_PAGE EXCERPT_.
## Begin

Fortunately, this is not all there is to Chinese girls. The female physics students I met are very determined and much more mature than their male peers. They have a good understanding of their current position and their future goals. Furthermore, I was surprised to discover there is a still small but growing number of very independent-minded young women in China, who live neither by their parents' ideas nor follow any fashion trends, but choose their career, lifestyle and boyfriends – even go as far as living together with them before marriage. They travel as backpackers through China and Southeast Asia, practice yoga and are interested in re-discovering ancient Chinese traditions, such as Taoism or Buddhism. I was fortunate enough to become good friends with one such an amazing woman – Liu Xing – who does not only devote her vacation time to teach Chinese to school children in Thailand, but is also involved in an organization helping Chinese children from rural areas to stay in school. Her volunteer work involves traveling to remote places and checking first-hand on the living conditions of children who apply for subsidy. In the incomprehensible mess of today's China she is struggling to find herself and help others – it is women like her who make me feel inspired and hopeful, for China's future in general and that of women in particular.

Wednesday, October 13, 2010

More on freedom

A truly moving interview with the founder of 1984bbs, a Chinese free speech website (that closed 2 days ago). He lost his job and was taken in by the police for questioning three times. Makes you wonder how many Liu Xiaobo are out there...

Also check out Evan Osno's blog on the topic, I find his observations quite insightful (not just for an American :P)

On a personal note... this is the last week of me in China, and therefore the last week of my blog. I think I have had my share of exhibitionism and will return to a private life from now on :) Thanks to all of you (yes, both of you ;-)) who kept following me on this journey. Chances are, I won't be able to sit still for more than three years... maybe I'll blog from Africa next time!

Monday, October 11, 2010

Congratulations, China!

Finally a Nobel Prize! Isn't it amazing? What we've all been waiting for? China gets to prove its rightful place in the world?! But wait, where are the fireworks? Where is the on-end media coverage? Oh, right... it was one of those Nobel Prizes, the Peace Prize, the goddamn thing the Dalai Lama already got (in 1989). Shit! Not another one of those! Can't we have a real Prize for once?

It would be funny, this quest driven by insecurity and pride, if the government would only completely ridicule itself by talking about Nobel Prizes non-stop right until the very second the Peace Prize is announced, just to completely drop the topic from any media coverage the second after. Also, blocking cell phones has a certain we're-used-to-this kind of charm, that's how we deal with these things here, right? But that people who (after agreeing to meet on twitter, I think) gathered to celebrate Liu Xiaobo's win were arrested (according to the German weekly Die Zeit), that's not funny anymore. It sends cold shivers down my spine to be reminded that amidst all the feel-good sinophilia, I do live under a cold-blooded regime that, no matter how funny their feeble attempts at playing world politics may seem, don't hesitate to brutally walk over corpses at times.

## End

_WHAT YOU NEED TO DO_.
• A. In the blog excerpt, rewrite the part that opens with the words containing "Wednesday, October 13, 2010" and closes with "Africa next time!", putting "the 1984 forum" in place of "1984bbs".
• B. Answer these questions from the blog excerpt:
(i) In which country does Liu Xing teach Chinese to school children during her vacation time?
(ii) How many times was the founder of the free speech website taken in by the police for questioning?
(iii) In what year did the Dalai Lama receive the Peace Prize?
• C. Rewrite the paragraph of the blog excerpt that begins "Fortunately, this is not all there is to Chinese girls" as a short list of its main points.

_GIVEN ENTRIES_.
## Begin

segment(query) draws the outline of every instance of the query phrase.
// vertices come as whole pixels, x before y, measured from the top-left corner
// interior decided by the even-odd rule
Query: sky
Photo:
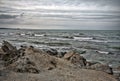
[[[0,28],[120,30],[120,0],[0,0]]]

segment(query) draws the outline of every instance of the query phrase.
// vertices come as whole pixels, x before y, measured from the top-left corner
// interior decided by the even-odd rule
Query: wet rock
[[[39,73],[36,64],[28,57],[19,58],[14,64],[13,70],[21,73]]]
[[[53,56],[57,56],[57,54],[58,54],[58,51],[56,49],[52,49],[52,48],[44,49],[44,51]]]
[[[3,50],[3,55],[1,55],[1,59],[5,61],[5,66],[12,64],[19,57],[17,48],[7,41],[3,41],[1,49]]]
[[[14,47],[12,44],[10,44],[7,41],[3,41],[1,48],[4,52],[16,51],[17,50],[16,47]]]
[[[108,65],[100,64],[100,63],[97,63],[97,64],[90,66],[89,69],[103,71],[103,72],[106,72],[108,74],[113,74],[113,70],[111,67],[109,67]]]
[[[86,59],[83,56],[80,56],[80,54],[74,51],[68,52],[63,58],[79,67],[85,67],[87,63]]]
[[[66,54],[66,52],[58,52],[57,57],[62,58],[62,57],[64,57],[65,54]]]

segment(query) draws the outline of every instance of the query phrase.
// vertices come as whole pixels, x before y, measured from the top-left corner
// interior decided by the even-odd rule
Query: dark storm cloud
[[[0,15],[0,19],[11,19],[11,18],[16,18],[17,15],[5,15],[5,14],[1,14]]]
[[[120,0],[0,0],[0,26],[47,24],[64,28],[69,24],[76,29],[114,29],[119,23]]]

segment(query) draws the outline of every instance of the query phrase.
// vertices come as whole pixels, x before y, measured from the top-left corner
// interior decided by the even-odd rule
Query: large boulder
[[[56,49],[53,48],[49,48],[49,49],[43,49],[45,52],[47,52],[49,55],[53,55],[53,56],[57,56],[58,51]]]
[[[68,52],[67,54],[64,55],[63,58],[79,67],[85,67],[87,63],[86,59],[83,56],[80,56],[80,54],[74,51]]]
[[[24,56],[19,58],[13,65],[13,70],[21,73],[39,73],[35,62],[32,62],[28,57]]]
[[[109,67],[108,65],[105,65],[105,64],[101,64],[101,63],[91,65],[88,69],[103,71],[103,72],[106,72],[108,74],[113,74],[113,70],[111,67]]]
[[[16,51],[17,50],[16,47],[14,47],[12,44],[10,44],[7,41],[3,41],[1,48],[4,52]]]

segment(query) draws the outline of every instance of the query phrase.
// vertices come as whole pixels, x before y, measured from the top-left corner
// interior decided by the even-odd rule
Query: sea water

## End

_WRITTEN RESPONSES_.
• A.
Wednesday, October 13, 2010

More on freedom

A truly moving interview with the founder of the 1984 forum, a Chinese free speech website (that closed 2 days ago). He lost his job and was taken in by the police for questioning three times. Makes you wonder how many Liu Xiaobo are out there...

Also check out Evan Osno's blog on the topic, I find his observations quite insightful (not just for an American :P)

On a personal note... this is the last week of me in China, and therefore the last week of my blog. I think I have had my share of exhibitionism and will return to a private life from now on :) Thanks to all of you (yes, both of you ;-)) who kept following me on this journey. Chances are, I won't be able to sit still for more than three years... maybe I'll blog from Africa next time!

• B.
(i) Thailand
(ii) Three times
(iii) 1989

• C.
- The female physics students the writer met are determined, more mature than their male peers, and clear about their current position and future goals.
- A small but growing number of independent-minded young women in China follow neither their parents' ideas nor fashion trends. They choose their own careers, lifestyles and boyfriends, and some live with partners before marriage.
- These women travel as backpackers through China and Southeast Asia, practice yoga, and take an interest in ancient Chinese traditions such as Taoism and Buddhism.
- The writer's friend Liu Xing teaches Chinese to school children in Thailand during her vacations. She also works with an organization that helps rural Chinese children stay in school.
- Her volunteer work includes traveling to remote places to check the living conditions of children who apply for subsidy.
- Women like her make the writer feel inspired and hopeful about China's future, and about the future of its women in particular.